Source text:

================

AI Safety

Anthropic's Claude Opus 4.7 Finally Beats Pokémon Red a Year Late, But Gemini Got There First

After over 112k reasoning steps of struggle, Claude Opus 4.5 couldn't see items on the ground — but Opus 4.7 finally triumphed.

Deep Dive

Anthropic's Claude Opus 4.7 has finally beaten Pokémon Red, completing a challenge that went viral over a year ago. However, the victory is somewhat anticlimactic: Gemini 2.5 Pro already beat Pokémon Blue in May 2025 using a simpler harness, and Claude's win is attributed to accumulated step changes rather than a major leap in intelligence. The harness (the code that interacts with the game) used by Claude is now comparable to what Gemini has employed in recent weeks. Still, the milestone highlights how far language model–driven game agents have come.

================

Entries shown:

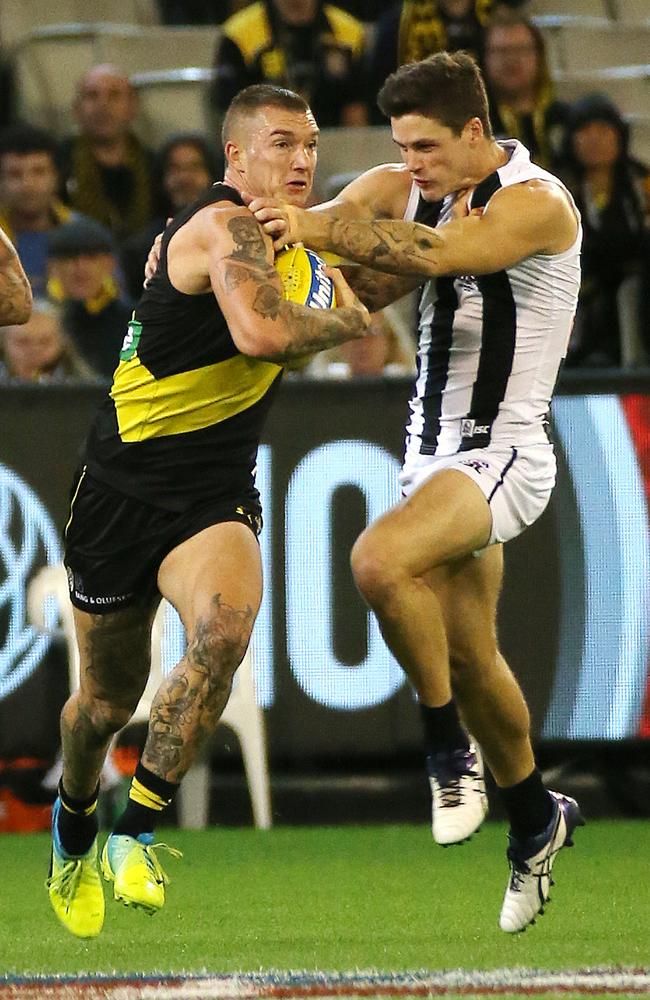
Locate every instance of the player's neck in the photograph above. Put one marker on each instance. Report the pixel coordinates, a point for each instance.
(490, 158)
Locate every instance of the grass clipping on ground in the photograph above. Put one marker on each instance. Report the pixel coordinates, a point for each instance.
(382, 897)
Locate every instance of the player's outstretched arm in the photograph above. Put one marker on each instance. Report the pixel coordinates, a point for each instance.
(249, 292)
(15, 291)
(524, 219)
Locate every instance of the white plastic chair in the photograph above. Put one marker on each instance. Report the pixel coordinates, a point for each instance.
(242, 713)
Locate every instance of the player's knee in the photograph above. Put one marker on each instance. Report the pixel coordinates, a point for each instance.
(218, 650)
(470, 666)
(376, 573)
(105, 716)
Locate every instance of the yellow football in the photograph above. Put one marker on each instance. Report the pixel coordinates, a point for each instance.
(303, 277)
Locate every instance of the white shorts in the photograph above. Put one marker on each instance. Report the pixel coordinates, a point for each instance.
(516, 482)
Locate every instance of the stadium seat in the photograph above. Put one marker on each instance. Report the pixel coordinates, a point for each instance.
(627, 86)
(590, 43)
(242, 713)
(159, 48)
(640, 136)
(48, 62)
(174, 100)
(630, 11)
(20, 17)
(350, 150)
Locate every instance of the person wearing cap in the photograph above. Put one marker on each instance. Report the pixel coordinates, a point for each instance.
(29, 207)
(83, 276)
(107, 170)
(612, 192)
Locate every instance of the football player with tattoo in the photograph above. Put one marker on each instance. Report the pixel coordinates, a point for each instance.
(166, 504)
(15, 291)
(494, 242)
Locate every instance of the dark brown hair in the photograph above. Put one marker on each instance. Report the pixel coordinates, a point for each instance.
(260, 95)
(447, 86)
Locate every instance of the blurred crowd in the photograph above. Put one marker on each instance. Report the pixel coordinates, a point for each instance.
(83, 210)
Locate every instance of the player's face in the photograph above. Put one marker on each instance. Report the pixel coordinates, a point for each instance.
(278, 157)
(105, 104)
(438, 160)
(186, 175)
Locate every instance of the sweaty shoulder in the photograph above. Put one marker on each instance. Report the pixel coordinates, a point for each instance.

================

Assignment 1:
Answer these questions about the article on Claude beating Pokémon Red:
(a) How many reasoning steps did Claude Opus 4.5 go through?
(b) Which game did Gemini 2.5 Pro beat, and in what month and year?
(c) What does the article say a harness is?
Assignment 2: Rewrite the part of the article on Claude beating Pokémon Red that opens with the words containing "After over 112k" and closes with "agents have come.", changing "harness" to "scaffold".

Exercise answer 1:
(a) Over 112k.
(b) Pokémon Blue, in May 2025.
(c) The code that interacts with the game.

Exercise answer 2:
After over 112k reasoning steps of struggle, Claude Opus 4.5 couldn't see items on the ground — but Opus 4.7 finally triumphed.

Deep Dive

Anthropic's Claude Opus 4.7 has finally beaten Pokémon Red, completing a challenge that went viral over a year ago. However, the victory is somewhat anticlimactic: Gemini 2.5 Pro already beat Pokémon Blue in May 2025 using a simpler scaffold, and Claude's win is attributed to accumulated step changes rather than a major leap in intelligence. The scaffold (the code that interacts with the game) used by Claude is now comparable to what Gemini has employed in recent weeks. Still, the milestone highlights how far language model–driven game agents have come.